Records excerpted from a collection
-- Start --

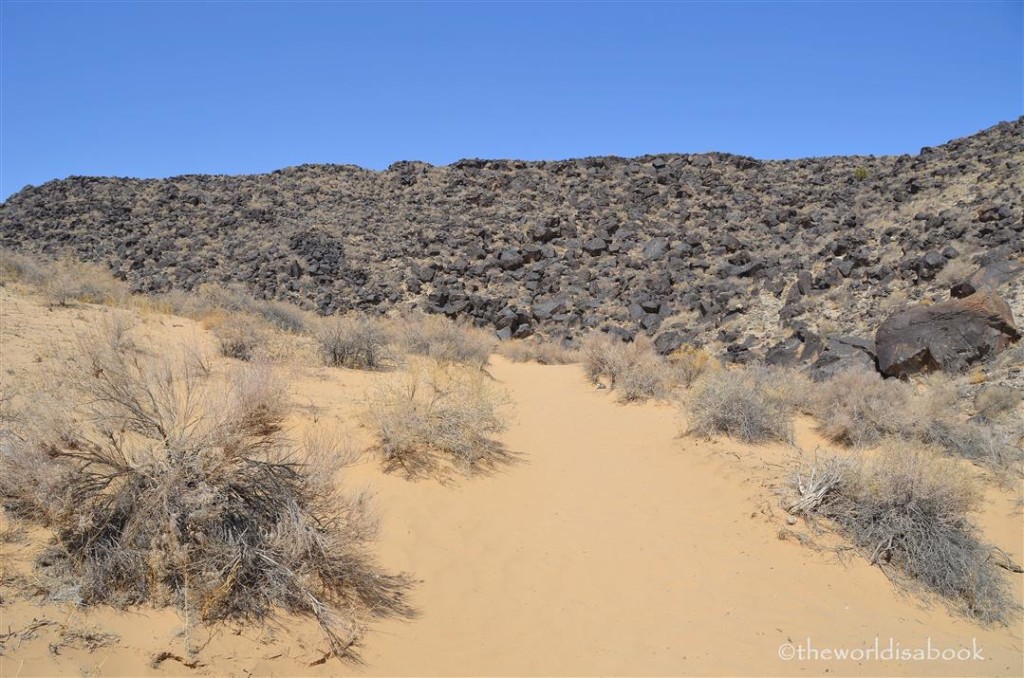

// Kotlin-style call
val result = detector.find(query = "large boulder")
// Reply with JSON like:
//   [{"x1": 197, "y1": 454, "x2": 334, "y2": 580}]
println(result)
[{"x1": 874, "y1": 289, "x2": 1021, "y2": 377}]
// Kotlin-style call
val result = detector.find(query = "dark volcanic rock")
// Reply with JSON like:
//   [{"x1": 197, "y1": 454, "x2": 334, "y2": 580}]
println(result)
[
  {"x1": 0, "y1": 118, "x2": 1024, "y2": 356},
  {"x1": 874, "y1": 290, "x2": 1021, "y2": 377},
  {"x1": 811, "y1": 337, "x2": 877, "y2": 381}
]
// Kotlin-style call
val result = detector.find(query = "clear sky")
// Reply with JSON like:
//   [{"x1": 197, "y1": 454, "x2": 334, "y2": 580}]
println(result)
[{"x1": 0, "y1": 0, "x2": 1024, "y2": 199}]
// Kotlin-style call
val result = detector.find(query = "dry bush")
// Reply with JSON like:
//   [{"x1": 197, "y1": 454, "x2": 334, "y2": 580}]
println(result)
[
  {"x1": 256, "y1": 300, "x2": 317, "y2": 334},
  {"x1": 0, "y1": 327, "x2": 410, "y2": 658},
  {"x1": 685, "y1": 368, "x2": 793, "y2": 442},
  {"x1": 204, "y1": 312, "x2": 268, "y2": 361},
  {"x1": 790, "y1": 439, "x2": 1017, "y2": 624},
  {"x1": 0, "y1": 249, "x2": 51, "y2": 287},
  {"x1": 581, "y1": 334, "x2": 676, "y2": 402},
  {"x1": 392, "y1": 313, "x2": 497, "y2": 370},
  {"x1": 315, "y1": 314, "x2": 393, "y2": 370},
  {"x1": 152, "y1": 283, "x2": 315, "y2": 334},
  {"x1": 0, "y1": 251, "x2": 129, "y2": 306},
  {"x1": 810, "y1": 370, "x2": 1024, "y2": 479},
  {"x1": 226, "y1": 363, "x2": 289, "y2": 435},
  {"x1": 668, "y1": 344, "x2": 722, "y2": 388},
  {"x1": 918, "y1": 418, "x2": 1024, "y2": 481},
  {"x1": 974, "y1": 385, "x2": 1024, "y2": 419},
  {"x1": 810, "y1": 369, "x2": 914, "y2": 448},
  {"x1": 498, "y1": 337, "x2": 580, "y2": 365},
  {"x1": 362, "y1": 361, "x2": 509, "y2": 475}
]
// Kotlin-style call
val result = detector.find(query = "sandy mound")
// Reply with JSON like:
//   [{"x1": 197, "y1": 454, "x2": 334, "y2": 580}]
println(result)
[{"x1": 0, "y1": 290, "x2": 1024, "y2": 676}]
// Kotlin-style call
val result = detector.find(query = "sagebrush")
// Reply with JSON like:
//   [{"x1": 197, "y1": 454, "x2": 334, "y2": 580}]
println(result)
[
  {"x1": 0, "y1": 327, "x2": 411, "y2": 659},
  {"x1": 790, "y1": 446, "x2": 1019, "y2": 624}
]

-- End --

List every line of the material above that contains the string "detector".

val result = detector.find(query = "large boulder")
val result = detector.find(query = "dark volcanic rock")
val result = detector.find(query = "clear sky")
val result = detector.find(query = "dry bush")
val result = detector.find(query = "sandy mound")
val result = detector.find(query = "sagebrush")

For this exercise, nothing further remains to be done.